§ **WORK INSTRUCTIONS**
1) Answer these questions from the article on remote destinations:
(a) Which birds crowd the cliffs near Alkefjellet during nesting season?
(b) How many chortens stand at Dochula Pass?
(c) Which street in Thimphu stays busy with local markets and government workers during the day?
2) Please turn the paragraph in the article on remote destinations that begins "Routes often pass through the Hinlopen Strait" into a short bulleted list that keeps its main facts.
3) Reproduce the part of the article on remote destinations starting at "Routes often pass" and ending at "above the valley.".

§ **EXTRACTED TEXT**
┌────────
Remote landscapes still exist in places where weather, geography, and wildlife shape daily life. In some regions, sea ice controls ship routes for days at a time. In others, mountain passes, volcanic tracks, or desert valleys continue operating much as they have for generations. These are destinations where the landscape becomes part of the experience, whether that means crossing black-sand plains in Iceland, trekking through high Himalayan villages in Bhutan, or diving beside sea lions in the Galápagos.
The destinations below are completely different from one another, yet share the same appeal: access to places that still feel remote, physically demanding, and closely connected to local geography and conditions.
The Svalbard archipelago feels remote even by Arctic standards, with huge glaciers, drifting sea ice, and mountain ranges stretching across much of the landscape. Travellers interested in exploring this region often look into the top cruises to Svalbard in Norway because these expeditions provide access to isolated fjords, wildlife areas, and remote coastlines that are otherwise extremely difficult to reach. Around Longyearbyen, snowmobiles line the roads, and polar bear warning signs appear near Road 228 and the old coal mining areas above Adventdalen.
Routes often pass through the Hinlopen Strait and near Alkefjellet, where thousands of Brünnich’s guillemots crowd the cliffs during nesting season. Some itineraries also stop near abandoned trapper cabins on Krossfjorden or old hunting stations along the northwest coast. Conditions change constantly here. Fog can close in within minutes, and drifting sea ice regularly forces ships to alter course across the archipelago.
Back in Longyearbyen, travellers usually spend time in Nybyen and the Svalbard Museum before departures. The old mining infrastructure still dominates parts of town, especially near Mine 2B and the rusting conveyor systems above the valley.
Bhutan’s mountain trails move through villages where daily life still revolves around farming, monasteries, and narrow valleys cut between steep Himalayan ridges. Treks near Paro and Bumthang pass prayer walls, wooden bridges, and clusters of whitewashed homes sitting beneath forests of blue pine. In Thimphu, Norzin Lam stays busy with local markets and government workers during the day, though the capital disappears behind mountain roads after only a short drive.
The climb toward Tiger’s Nest Monastery remains one of the country’s best-known walks, though longer routes such as the Druk Path Trek reveal a quieter side of the Himalayas. Campgrounds near Jimilang Tsho and Simkotra Tsho sit beside alpine lakes where yak herders still move livestock during warmer months. Travellers crossing Dochula Pass often stop beneath the 108 chortens before continuing east toward Punakha Dzong and the Pho Chhu valley.
In Bumthang, narrow lanes around Jakar lead to old monasteries like Kurjey Lhakhang and Tamshing Monastery. Higher up, trails begin climbing into remote valleys where snowfall regularly blocks sections of the route well into spring.
└────────
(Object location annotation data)
┌────────
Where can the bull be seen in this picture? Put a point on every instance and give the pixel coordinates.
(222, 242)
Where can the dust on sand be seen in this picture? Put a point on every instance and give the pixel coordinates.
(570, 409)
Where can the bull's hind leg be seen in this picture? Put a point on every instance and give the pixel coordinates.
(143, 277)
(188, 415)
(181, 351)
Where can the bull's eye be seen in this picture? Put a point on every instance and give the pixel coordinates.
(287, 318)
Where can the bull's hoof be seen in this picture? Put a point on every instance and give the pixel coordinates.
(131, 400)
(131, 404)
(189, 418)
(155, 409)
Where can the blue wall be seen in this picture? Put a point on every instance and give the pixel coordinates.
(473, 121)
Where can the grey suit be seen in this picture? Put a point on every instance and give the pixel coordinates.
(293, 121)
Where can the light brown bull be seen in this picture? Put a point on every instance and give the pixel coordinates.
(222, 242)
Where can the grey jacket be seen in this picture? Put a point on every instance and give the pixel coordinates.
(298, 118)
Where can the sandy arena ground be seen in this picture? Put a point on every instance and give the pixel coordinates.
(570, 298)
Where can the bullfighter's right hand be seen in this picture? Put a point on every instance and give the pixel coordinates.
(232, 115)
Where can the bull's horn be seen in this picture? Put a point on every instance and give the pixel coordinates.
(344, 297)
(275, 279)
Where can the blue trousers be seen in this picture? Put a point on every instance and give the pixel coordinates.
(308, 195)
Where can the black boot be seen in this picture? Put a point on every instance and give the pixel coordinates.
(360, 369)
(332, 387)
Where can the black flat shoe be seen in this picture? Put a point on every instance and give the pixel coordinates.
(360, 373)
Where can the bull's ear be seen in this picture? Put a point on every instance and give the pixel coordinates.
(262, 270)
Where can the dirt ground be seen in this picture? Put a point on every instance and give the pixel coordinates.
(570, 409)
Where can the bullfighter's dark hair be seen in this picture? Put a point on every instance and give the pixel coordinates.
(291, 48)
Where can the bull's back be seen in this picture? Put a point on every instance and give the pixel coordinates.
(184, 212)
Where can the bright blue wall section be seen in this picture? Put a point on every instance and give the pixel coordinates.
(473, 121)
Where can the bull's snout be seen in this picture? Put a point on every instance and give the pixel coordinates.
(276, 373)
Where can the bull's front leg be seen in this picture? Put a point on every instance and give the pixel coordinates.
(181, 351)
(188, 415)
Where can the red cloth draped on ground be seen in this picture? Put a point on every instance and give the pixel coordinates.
└────────
§ **THE RESULTS**
1)
(a) Brünnich’s guillemots
(b) 108
(c) Norzin Lam

2)
- Routes often go through the Hinlopen Strait and near Alkefjellet, where thousands of Brünnich’s guillemots crowd the cliffs in nesting season.
- Some itineraries stop near abandoned trapper cabins on Krossfjorden or old hunting stations along the northwest coast.
- Conditions change constantly. Fog can close in within minutes, and drifting sea ice regularly forces ships to change course.

3)
Routes often pass through the Hinlopen Strait and near Alkefjellet, where thousands of Brünnich’s guillemots crowd the cliffs during nesting season. Some itineraries also stop near abandoned trapper cabins on Krossfjorden or old hunting stations along the northwest coast. Conditions change constantly here. Fog can close in within minutes, and drifting sea ice regularly forces ships to alter course across the archipelago.
Back in Longyearbyen, travellers usually spend time in Nybyen and the Svalbard Museum before departures. The old mining infrastructure still dominates parts of town, especially near Mine 2B and the rusting conveyor systems above the valley.